Esta Casa (Real) es una ruina
Poco dura la alegría en la casa del monarca. Cada día un sobresalto peor que el anterior, el camino más recto para la muerte de una institución cuya vida útil depende de su capacidad para generar certidumbre y estabilidad, no para ir depredando la credibilidad de las demás. La Hacienda Pública, la Fiscalía, el Poder Judicial, el Poder Legislativo o el Poder Ejecutivo… una tras otra, por causa de los escándalos reales, todas las instituciones del Estado han tenido y tienen que asumir decisiones difícilmente defendibles, pero comprometidas por la responsabilidad de preservar nuestro sistema institucional.

TAREA 1:
Según el texto sobre la Casa Real, ¿de qué depende la vida útil de la institución?
TAREA 2:
Cita literalmente del texto sobre la Casa Real el fragmento que empieza en "Esta Casa (Real)" y termina en "nuestro sistema institucional.".

Filas almacenadas del conjunto de datos:
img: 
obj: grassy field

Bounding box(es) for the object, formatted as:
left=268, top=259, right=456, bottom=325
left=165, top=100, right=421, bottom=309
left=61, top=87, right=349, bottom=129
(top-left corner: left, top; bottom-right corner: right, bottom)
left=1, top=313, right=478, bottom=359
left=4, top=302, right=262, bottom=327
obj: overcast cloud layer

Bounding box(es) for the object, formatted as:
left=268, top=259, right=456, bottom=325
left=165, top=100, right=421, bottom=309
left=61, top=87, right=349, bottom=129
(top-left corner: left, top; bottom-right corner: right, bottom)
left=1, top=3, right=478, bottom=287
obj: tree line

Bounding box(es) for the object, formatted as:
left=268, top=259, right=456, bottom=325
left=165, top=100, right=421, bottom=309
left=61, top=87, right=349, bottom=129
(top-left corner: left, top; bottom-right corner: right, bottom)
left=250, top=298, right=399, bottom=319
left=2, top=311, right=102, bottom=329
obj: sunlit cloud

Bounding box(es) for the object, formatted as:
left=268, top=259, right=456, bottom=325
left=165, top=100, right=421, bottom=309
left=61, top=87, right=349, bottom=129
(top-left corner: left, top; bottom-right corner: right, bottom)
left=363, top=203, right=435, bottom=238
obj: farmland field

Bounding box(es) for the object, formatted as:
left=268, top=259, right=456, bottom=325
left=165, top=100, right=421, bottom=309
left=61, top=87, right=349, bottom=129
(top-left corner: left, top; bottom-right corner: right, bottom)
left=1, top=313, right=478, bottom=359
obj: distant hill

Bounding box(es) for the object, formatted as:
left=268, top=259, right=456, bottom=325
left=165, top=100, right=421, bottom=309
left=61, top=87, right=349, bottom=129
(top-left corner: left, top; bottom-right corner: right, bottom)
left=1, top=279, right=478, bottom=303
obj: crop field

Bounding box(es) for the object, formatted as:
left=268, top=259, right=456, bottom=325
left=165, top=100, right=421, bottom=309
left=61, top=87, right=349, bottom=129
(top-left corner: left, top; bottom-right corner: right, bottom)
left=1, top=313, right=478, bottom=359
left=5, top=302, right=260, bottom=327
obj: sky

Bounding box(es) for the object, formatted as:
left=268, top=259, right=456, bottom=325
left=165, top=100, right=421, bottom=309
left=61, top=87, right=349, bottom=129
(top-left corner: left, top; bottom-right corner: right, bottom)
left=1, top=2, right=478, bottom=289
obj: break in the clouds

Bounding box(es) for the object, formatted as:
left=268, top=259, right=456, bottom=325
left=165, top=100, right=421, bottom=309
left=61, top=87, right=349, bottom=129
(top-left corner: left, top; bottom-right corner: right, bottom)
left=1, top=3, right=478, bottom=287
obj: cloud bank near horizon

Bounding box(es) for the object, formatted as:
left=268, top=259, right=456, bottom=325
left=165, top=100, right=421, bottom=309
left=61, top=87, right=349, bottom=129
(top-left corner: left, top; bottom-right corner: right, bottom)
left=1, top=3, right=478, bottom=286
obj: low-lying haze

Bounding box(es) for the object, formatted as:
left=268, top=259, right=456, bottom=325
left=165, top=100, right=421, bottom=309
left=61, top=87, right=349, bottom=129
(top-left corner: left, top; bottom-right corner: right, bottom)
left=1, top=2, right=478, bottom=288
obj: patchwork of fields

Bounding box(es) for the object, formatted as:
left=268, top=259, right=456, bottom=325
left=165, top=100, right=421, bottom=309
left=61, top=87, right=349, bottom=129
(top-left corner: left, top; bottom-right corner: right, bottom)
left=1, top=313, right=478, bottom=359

RESPUESTA 1:
De su capacidad para generar certidumbre y estabilidad.

RESPUESTA 2:
Esta Casa (Real) es una ruina
Poco dura la alegría en la casa del monarca. Cada día un sobresalto peor que el anterior, el camino más recto para la muerte de una institución cuya vida útil depende de su capacidad para generar certidumbre y estabilidad, no para ir depredando la credibilidad de las demás. La Hacienda Pública, la Fiscalía, el Poder Judicial, el Poder Legislativo o el Poder Ejecutivo… una tras otra, por causa de los escándalos reales, todas las instituciones del Estado han tenido y tienen que asumir decisiones difícilmente defendibles, pero comprometidas por la responsabilidad de preservar nuestro sistema institucional.